## [DATA FOR THIS EXERCISE]

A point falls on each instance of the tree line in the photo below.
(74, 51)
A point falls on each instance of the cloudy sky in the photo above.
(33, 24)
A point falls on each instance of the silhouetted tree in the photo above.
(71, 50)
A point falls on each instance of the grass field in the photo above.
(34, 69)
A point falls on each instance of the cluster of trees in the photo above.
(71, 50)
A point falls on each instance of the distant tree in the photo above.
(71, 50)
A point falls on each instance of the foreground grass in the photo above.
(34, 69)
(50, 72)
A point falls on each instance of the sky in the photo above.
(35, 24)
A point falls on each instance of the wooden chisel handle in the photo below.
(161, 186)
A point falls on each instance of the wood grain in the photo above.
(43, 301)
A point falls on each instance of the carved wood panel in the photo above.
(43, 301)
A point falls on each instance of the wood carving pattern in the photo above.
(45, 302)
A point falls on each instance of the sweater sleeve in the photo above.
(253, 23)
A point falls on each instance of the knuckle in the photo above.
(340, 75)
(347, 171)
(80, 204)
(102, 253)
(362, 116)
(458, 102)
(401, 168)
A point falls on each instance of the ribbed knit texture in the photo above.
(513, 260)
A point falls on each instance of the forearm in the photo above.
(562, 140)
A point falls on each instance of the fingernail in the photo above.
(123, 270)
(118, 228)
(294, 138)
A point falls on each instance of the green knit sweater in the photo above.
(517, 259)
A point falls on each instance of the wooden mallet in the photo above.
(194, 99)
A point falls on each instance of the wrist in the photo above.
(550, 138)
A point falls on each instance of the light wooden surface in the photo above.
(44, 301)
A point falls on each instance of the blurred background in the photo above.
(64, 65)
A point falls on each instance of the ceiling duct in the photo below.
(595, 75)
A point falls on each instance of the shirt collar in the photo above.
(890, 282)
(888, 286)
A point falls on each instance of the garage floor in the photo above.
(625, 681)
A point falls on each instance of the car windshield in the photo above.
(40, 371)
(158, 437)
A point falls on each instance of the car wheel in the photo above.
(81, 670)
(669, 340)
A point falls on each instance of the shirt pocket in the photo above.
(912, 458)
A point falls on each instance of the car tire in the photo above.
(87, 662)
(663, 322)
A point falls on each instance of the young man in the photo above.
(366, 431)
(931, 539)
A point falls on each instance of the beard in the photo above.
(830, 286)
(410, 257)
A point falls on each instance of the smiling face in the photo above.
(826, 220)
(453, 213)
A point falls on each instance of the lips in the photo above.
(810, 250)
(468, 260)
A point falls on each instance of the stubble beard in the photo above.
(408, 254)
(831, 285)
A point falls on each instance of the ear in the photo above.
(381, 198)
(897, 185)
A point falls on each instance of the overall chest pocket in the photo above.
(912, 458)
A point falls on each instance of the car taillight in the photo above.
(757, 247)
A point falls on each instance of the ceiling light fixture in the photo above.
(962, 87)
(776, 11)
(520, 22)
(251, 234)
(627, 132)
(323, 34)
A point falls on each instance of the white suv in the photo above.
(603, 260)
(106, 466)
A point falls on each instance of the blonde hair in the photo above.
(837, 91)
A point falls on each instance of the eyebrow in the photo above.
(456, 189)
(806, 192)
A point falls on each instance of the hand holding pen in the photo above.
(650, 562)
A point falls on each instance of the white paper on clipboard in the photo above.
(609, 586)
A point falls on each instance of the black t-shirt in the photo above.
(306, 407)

## [AIM]
Repeat exactly, and only, the lines of the records above, starting with the line that contains "A point falls on each instance of the ear" and ending with the final line, both included.

## [RESPONSE BELOW]
A point falls on each instance of the ear in the photo above.
(381, 198)
(897, 185)
A point falls on each instance of the overall chest pocket in the photo above.
(912, 458)
A point falls on each instance of the car taillight in the photo above.
(757, 247)
A point falls on each instance of the ceiling light fixture in the photo above.
(962, 87)
(776, 11)
(520, 22)
(251, 234)
(627, 132)
(323, 34)
A point falls on each instance of the white suv in the photo above.
(603, 260)
(106, 466)
A point falls on each instance of the blonde hair in the photo above.
(837, 91)
A point falls on each instance of the eyebrow in the photo above.
(456, 189)
(806, 192)
A point falls on each instance of the hand holding pen in the photo above.
(650, 562)
A point falls on each instance of the white paper on clipboard in the photo above.
(609, 586)
A point falls on each instance of the black t-shirt in the photo above.
(306, 407)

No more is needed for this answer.